RECORD SET -
>> begin

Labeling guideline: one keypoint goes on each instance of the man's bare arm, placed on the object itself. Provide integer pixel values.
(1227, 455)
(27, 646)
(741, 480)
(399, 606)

>> end

BRIEF -
Copy the lines above word for word, keeping their order.

RESPONSE TO THE EXERCISE -
Labeling guideline: one keypoint goes on each instance of the man's bare arm, placed on the object itself. Provide integer pixel values.
(1227, 455)
(27, 646)
(741, 480)
(399, 606)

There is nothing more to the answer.